Wow that's crazy what I read on Silkies and buff Orpingtons was mostly said to be sweet and docile breeds generally! I'm worried with him because I'm basically on time frame with correcting his behavior..I'm giving myself until his spurs are to that point where they're bigger..I have a 6 and 10yr old which for the most part do very well with following my instructions on what to do when he is about to charge them but having kids in the mix makes it that more challenging. What are skeleton crews exactly? Is it just local breeders that will offer up poorly bred chickens and or roosters or something? BYC forum I'm on quite a few others had same situation!


----------



## B_Chickle01

Poultry Judge said:


> Some people have pretty good luck with training. I have a bunch of roosters and they all get along okay but they were all hand raised and have enough room not to get in trouble. Just my humble opinion, your one Sebright Roo might have a tiny bit of Game Fowl in him.


What are some suggestions that you know of that have seem to be successful in correction behavior? I'm more then open to advice and willing to try everything I possibly can so that he can stay with us! My whole flock was hand raised As well other then the older hen I took in over beginning of summer!? Our roosters get along ok it's just the one i posted above that is aggressive towards humans! Out of no where he switched and has been doing this Im guessing it was when his hormones kicked in? A few other people guessed game fowl as well! couple others said maybe Sebright and old English mix. We had to recently just in past couple months had to switch them from free range to a big enclosed run they have a lot of space but I've been trying to find things to help them so they aren't so bored! They went from free ranging on 4 acres to closed off run so i know they're not too pleased to say the least but we had hawk attack and I can't take another loss! I've made piñatas out of fruit and cabbage stuff like that to help. Even made them a swing! Do you have any other ideas?


----------



## robin416

B_Chickle01 said:


> Wow that's crazy what I read on Silkies and buff Orpingtons was mostly said to be sweet and docile breeds generally! I'm worried with him because I'm basically on time frame with correcting his behavior..I'm giving myself until his spurs are to that point where they're bigger..I have a 6 and 10yr old which for the most part do very well with following my instructions on what to do when he is about to charge them but having kids in the mix makes it that more challenging. What are skeleton crews exactly? Is it just local breeders that will offer up poorly bred chickens and or roosters or something? BYC forum I'm on quite a few others had same situation!

→ Listed entries:
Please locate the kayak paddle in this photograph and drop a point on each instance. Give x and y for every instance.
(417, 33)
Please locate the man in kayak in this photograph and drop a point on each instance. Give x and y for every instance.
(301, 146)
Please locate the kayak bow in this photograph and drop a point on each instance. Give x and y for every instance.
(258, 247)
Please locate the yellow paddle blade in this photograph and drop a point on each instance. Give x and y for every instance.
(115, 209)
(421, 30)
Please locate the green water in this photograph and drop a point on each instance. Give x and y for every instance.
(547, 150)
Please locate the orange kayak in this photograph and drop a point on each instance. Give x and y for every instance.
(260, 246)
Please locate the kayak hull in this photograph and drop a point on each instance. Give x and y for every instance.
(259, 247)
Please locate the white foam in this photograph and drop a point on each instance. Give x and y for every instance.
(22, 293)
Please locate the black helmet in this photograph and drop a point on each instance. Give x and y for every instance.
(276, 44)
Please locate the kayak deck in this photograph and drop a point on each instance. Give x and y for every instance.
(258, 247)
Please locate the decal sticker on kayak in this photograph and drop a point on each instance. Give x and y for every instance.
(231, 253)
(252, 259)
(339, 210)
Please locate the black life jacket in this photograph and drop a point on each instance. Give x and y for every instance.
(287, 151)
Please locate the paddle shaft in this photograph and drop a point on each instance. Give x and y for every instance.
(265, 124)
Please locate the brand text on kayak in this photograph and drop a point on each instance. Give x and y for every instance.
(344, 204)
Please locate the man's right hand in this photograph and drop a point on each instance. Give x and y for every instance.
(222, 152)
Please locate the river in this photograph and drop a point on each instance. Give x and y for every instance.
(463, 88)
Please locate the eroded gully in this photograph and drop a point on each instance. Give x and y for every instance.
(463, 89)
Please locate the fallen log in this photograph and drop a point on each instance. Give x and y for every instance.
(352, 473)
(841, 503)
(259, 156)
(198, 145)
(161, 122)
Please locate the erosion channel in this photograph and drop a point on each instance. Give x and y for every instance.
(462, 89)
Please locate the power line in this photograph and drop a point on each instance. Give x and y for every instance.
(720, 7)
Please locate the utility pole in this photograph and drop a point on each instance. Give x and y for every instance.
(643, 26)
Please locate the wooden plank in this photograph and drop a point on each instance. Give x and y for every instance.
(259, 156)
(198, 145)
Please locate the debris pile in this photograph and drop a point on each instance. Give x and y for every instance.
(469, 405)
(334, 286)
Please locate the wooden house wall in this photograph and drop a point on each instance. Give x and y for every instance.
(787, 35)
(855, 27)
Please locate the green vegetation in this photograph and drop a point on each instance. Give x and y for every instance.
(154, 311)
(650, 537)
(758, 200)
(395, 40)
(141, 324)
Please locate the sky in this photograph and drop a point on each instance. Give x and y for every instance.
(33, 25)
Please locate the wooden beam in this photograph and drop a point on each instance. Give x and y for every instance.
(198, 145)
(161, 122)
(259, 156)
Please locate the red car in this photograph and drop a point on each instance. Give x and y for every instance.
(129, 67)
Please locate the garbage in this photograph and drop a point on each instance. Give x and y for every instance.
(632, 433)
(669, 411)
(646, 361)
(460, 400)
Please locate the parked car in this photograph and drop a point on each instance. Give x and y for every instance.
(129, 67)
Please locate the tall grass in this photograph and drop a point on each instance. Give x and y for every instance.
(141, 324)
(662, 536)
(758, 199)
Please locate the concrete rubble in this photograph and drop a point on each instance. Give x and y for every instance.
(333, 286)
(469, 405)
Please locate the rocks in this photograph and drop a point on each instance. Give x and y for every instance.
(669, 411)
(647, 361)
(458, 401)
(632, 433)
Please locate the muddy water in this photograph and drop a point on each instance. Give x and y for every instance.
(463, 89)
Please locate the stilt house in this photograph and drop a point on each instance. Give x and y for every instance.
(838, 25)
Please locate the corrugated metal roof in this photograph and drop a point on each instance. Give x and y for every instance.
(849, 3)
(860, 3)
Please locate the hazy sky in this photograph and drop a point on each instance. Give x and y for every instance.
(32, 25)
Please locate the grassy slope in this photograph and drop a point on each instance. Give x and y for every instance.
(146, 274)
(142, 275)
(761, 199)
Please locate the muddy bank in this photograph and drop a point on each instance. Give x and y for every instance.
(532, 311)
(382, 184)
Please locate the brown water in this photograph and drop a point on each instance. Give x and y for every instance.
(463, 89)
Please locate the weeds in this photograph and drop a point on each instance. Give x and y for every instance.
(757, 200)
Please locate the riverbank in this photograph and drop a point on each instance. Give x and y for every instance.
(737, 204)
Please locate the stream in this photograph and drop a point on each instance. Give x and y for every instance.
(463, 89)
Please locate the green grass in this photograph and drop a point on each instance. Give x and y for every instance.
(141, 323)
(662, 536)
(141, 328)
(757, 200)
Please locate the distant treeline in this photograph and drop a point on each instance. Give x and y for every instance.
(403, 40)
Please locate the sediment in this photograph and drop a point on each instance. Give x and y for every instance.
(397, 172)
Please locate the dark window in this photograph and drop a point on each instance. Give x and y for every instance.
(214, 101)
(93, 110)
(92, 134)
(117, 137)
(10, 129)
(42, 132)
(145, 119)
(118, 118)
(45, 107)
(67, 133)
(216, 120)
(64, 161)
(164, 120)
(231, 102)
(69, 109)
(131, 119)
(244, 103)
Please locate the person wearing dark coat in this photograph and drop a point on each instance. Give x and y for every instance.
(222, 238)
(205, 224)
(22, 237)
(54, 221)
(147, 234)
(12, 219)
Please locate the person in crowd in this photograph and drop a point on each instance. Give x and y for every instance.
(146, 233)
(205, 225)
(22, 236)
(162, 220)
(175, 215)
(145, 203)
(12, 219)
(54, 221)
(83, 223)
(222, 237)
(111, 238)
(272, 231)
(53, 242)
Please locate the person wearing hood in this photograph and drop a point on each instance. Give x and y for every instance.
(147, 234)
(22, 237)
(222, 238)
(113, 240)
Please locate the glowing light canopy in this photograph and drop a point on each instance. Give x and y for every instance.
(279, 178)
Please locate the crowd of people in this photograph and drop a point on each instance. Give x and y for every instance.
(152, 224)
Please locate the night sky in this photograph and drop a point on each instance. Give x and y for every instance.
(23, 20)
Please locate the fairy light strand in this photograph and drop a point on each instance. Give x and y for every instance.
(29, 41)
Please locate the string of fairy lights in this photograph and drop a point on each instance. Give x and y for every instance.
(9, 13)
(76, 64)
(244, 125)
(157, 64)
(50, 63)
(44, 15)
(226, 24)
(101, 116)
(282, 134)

→ Short task A: From the rooster forum thread, reproduce the passage between "## B_Chickle01" and "Fowl in him.", inclusive.
→ Short task B: Write the next part of the forum thread about the aggressive rooster, starting after its final line.

→ Final answer A:
## B_Chickle01

Poultry Judge said:


> Some people have pretty good luck with training. I have a bunch of roosters and they all get along okay but they were all hand raised and have enough room not to get in trouble. Just my humble opinion, your one Sebright Roo might have a tiny bit of Game Fowl in him.

→ Final answer B:
By skeleton crew I meant not enough people to work with the thousands of chicks being shipped. Not enough people to sex chicks accurately.

For the most part those breeds are laid back and easy going. But there can still be those that don't follow the program.


----------



## Poultry Judge

It sounds as if you have done quite a bit already to make their environment nice. If they have enough room, you are into the realm of straight up chicken behavior. I would not tolerate him flogging your family members under any circumstances. If he was mine, he would be separated on the outside of the run for a while during the day, so as to be less disruptive, and then observe everyone's behavior. If he doesn't change, then maybe a change of flock, ie; he goes somewhere else. Just my opinion.


----------



## B_Chickle01

robin416 said:


> By skeleton crew I meant not enough people to work with the thousands of chicks being shipped. Not enough people to sex chicks accurately.
> 
> For the most part those breeds are laid back and easy going. But there can still be those that don't follow the program.


Oh ok gotcha. Thank you for being so helpful and taking the time to answer.


----------



## B_Chickle01

Poultry Judge said:


> It sounds as if you have done quite a bit already to make their environment nice. If they have enough room, you are into the realm of straight up chicken behavior. I would not tolerate him flogging your family members under any circumstances. If he was mine, he would be separated on the outside of the run for a while during the day, so as to be less disruptive, and then observe everyone's behavior. If he doesn't change, then maybe a change of flock, ie; he goes somewhere else. Just my opinion.


Ok I'll separate him today and see what he does. That's what I'm worried about..him having to go some place else. I feel bad I've raised him since he was a little chick but he's being such a nuisance! I feel like he's made the rest of the flock skiddish kind of towards me too. Could that happen from the rooster being aggressive and acting as if I'm a threat?


----------



## robin416

Yeah, it could. They feed off each other's attitude.


----------



## Poultry Judge

Yes, what Robin said. Put him on the other side of the fence and see if anything changes. If his behavior/environment changes while with you, he will have a better life than almost any other outcome.


----------



## Overmountain1

Yep. Absolutely. We had a bit of similar from our really big guy, but so far he’s been back to his sweet self and my husband is attached to him either way.... I’m fortunate!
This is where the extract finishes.